INSTRUCTIONS TO FOLLOW:
In your copy, include no images and return each entry exactly as written.

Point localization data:
────────────────

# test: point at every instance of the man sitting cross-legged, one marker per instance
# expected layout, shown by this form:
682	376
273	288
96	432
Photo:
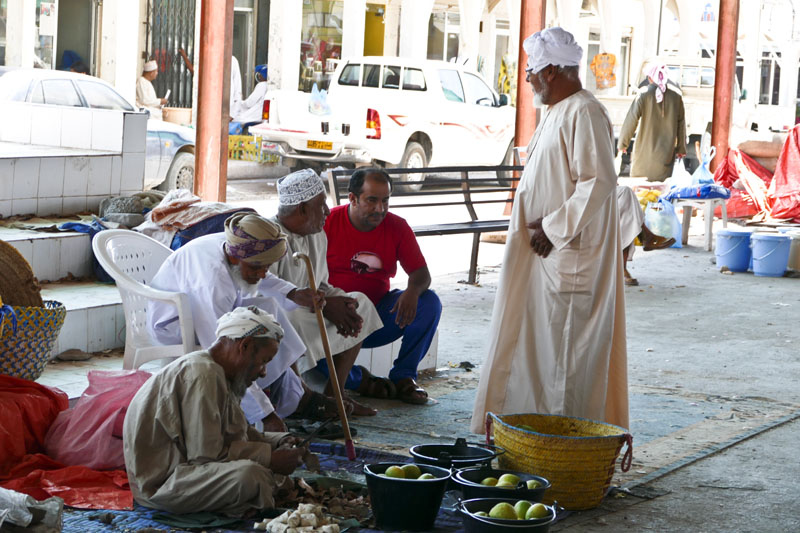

────────────────

EXERCISE OUTPUT:
# test: point at every instance of the man sitting cross-legged, one marker per instance
# expected layout, shown by this form:
682	376
273	288
96	432
Photo:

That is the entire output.